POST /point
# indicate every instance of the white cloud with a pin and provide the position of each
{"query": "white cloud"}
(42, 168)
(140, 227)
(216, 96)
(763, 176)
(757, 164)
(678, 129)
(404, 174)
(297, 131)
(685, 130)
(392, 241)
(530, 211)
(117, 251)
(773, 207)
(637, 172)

◇ ◇ ◇ ◇ ◇ ◇ ◇

## What is required
Can you rewrite the records above, changing "white cloud" to "gray cloud" and leaving everything else as it is?

## Written answer
POST /point
# indicate every instance of the gray cloud with a pin and provide the position of each
{"query": "gray cloud"}
(42, 168)
(140, 227)
(216, 96)
(763, 176)
(757, 164)
(678, 129)
(404, 174)
(297, 131)
(685, 130)
(392, 241)
(530, 211)
(117, 251)
(773, 207)
(637, 172)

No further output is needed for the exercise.